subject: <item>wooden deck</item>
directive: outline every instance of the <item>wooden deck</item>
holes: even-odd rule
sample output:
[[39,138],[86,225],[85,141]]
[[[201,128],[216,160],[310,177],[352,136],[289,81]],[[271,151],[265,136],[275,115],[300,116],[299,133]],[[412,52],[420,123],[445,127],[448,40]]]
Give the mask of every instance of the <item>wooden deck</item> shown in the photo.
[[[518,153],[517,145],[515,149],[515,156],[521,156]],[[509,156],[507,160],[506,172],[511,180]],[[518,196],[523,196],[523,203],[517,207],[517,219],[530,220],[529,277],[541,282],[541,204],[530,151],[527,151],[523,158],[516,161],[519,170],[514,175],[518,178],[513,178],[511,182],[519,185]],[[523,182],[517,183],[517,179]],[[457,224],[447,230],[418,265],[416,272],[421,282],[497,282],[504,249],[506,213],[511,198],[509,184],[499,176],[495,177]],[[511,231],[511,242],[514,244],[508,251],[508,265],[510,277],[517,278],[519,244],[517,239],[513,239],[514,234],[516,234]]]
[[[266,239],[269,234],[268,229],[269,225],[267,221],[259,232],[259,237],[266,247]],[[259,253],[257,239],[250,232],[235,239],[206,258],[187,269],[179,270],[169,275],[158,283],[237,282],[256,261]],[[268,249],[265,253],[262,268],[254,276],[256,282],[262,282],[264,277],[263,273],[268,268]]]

- - -

Written request -
Format every line of the records above as a JSON list of strings, one string per line, with blank lines omitted.

The reply -
[
  "subject: <item>wooden deck</item>",
  "directive: outline every instance of the <item>wooden deck</item>",
  "holes: even-odd rule",
  "sample output:",
  "[[39,138],[86,225],[85,141]]",
  "[[[201,128],[216,160],[310,177],[352,136],[289,81]],[[271,151],[265,136],[275,115],[300,116],[299,133]],[[412,52],[420,123],[445,127],[448,40]]]",
  "Give the mask of every instance of the <item>wooden deck</item> shown in the photo.",
  "[[[518,153],[517,145],[515,149],[515,156],[521,156]],[[509,156],[507,160],[506,172],[511,180]],[[518,196],[523,196],[523,203],[517,207],[517,219],[530,220],[529,277],[541,282],[541,204],[530,151],[527,151],[523,158],[516,161],[519,170],[514,175],[518,178],[513,178],[511,182],[519,185]],[[523,182],[517,183],[517,179]],[[457,224],[447,230],[418,265],[416,272],[421,282],[497,282],[504,249],[506,213],[511,198],[509,184],[499,176],[495,177]],[[511,231],[511,242],[514,244],[508,251],[508,265],[510,277],[517,278],[519,244],[517,239],[513,239],[514,234],[516,234]]]",
  "[[[266,239],[269,234],[268,229],[269,225],[267,221],[259,232],[259,237],[266,247]],[[259,253],[257,239],[250,232],[235,239],[206,258],[187,269],[179,270],[169,275],[158,283],[237,282],[256,261]],[[268,249],[265,253],[262,268],[254,276],[256,282],[262,282],[264,277],[263,273],[268,268]]]"
]